## AUFGABE
Schreibe die folgenden Daten Zeile für Zeile unverändert ab.

(Datensätze zur Punktangabe)
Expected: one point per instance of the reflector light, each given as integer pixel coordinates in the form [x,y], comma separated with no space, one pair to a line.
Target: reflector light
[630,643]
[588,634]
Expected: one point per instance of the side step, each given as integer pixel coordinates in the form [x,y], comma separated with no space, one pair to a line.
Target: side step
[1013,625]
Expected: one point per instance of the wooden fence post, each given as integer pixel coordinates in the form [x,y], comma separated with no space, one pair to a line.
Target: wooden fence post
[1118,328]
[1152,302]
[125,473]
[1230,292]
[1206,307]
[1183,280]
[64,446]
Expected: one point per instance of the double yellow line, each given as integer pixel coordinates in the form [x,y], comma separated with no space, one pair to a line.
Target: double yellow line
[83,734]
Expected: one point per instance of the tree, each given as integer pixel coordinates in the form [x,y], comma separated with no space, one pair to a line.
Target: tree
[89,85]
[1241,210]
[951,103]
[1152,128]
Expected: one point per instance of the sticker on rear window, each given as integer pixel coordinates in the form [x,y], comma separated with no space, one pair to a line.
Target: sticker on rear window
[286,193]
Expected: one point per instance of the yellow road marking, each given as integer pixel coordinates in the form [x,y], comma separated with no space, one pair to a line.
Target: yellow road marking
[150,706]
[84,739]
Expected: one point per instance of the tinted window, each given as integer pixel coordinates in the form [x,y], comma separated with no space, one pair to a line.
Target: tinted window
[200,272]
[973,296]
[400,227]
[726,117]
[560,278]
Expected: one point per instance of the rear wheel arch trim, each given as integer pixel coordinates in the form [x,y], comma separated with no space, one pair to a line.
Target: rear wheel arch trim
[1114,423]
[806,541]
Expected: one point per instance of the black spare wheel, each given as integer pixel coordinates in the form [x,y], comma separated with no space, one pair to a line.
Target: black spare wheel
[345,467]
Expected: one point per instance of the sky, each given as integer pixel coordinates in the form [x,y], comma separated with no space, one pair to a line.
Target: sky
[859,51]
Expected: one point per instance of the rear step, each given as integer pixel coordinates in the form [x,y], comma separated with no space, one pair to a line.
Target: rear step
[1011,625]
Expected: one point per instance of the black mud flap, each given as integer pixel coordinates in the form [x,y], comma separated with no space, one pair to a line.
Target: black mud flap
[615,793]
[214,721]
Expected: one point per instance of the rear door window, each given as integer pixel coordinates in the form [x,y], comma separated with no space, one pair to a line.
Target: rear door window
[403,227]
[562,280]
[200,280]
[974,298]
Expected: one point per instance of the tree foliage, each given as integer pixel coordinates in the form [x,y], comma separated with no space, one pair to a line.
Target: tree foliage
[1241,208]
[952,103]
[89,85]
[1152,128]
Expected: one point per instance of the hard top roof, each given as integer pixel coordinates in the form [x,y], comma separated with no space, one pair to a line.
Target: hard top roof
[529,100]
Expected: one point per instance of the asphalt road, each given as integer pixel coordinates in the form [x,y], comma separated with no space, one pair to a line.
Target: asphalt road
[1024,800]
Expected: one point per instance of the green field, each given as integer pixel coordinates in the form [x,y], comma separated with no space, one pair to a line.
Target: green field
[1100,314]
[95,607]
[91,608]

## SCHRIFTLICHE ANTWORT
Expected: one point per instance of the reflector light, each given as integer pixel coordinates in the form [x,y], comma separated with no space, one pair to a line.
Target: reflector light
[630,643]
[588,634]
Expected: one point per instance of the side step, each given as integer pixel coordinates in the form [x,y], comma separated with no space, one pair to a line.
Target: side step
[1013,625]
Expected: one point per instance of the wooden fence post, each given as integer pixel coordinates in the form [x,y], comma separated with no space, one pair to a line.
Target: wooden fence post
[1118,328]
[1152,302]
[125,473]
[1230,292]
[1206,307]
[1183,280]
[64,446]
Expected: one point per instance of the double yellow line, each given as integer pixel coordinates in the form [x,y], comma separated with no space, one pair to a line.
Target: double yellow line
[83,734]
Expected: one point per instance of the tree, each given as integer pixel coordinates in the form [x,y], comma separated with no space, one pair to a line.
Target: tree
[89,85]
[1241,210]
[951,103]
[1152,128]
Expected: one point per instance of the sticker on rear window, each given as integer pixel coordinates in the form [x,y], comma separated with no space, one pair to a line.
Target: sticker on rear window
[286,193]
Expected: one point per instance of the yellow road marking, each given as integer pixel coordinates in the form [x,y], comma separated with no space, one pair to a line.
Target: yellow road marking
[150,706]
[84,739]
Expected: one point per instance of the tinted window, each given as integer pixel coordinates in the form [x,y], comma separated with no space, one pair to a line.
Target: tinted window
[200,272]
[973,296]
[400,227]
[726,117]
[560,278]
Expected: one point per instance of the rear wheel arch trim, each given as integer pixel coordinates in the form [x,y], comma separated with no space, one pair to a line.
Target: rear wheel arch trim
[1114,423]
[806,541]
Expected: one point per instance of the black spare wheel, each given as integer pixel coordinates in the form [x,y], comma separated with no space, one pair to a line.
Target: black spare wheel
[345,467]
Expected: one point per instance of the sky, each given as integer pixel coordinates in the form [x,y], comma separated with no space, one pair to a line.
Target: sky
[859,51]
Expected: one point per instance of the rear step, each given as integer pixel coordinates in the form [x,y], comma separated with no space, one pair to a line.
Target: rear step
[1011,625]
Expected: one point per instance of the black mud flap, each given as integer pixel coordinates in the form [x,y], comma separated with no space, one pair to a line.
Target: black mud flap
[615,793]
[214,721]
Expected: one point per instance of the rear door window, each given as integer pixel coordinates in the form [x,y], comma separated with no space, one pair to a line.
Target: rear door window
[403,227]
[562,280]
[200,280]
[974,298]
Expected: one point per instance of the tree foliage, each given as integer pixel coordinates in the form [x,y], comma separated with no space, one pair to a line.
Target: tree foliage
[1241,208]
[952,103]
[89,85]
[1152,128]
Expected: one point per instance of the hard top roof, each given as integer pixel coordinates in the form [x,y], comma separated with no space, one pair to a line.
Target: hard top roof
[529,100]
Expected: one point per instance of the asphalt road, each given as integer pixel coordinates in the form [x,y], comma separated with no space, one pair to a line.
Target: asphalt road
[1024,800]
Expected: one point per instance of the green field, each given as integer pixel coordinates in the form [x,y], comma separated with no space, one pair to a line.
Target: green field
[1100,314]
[95,607]
[91,608]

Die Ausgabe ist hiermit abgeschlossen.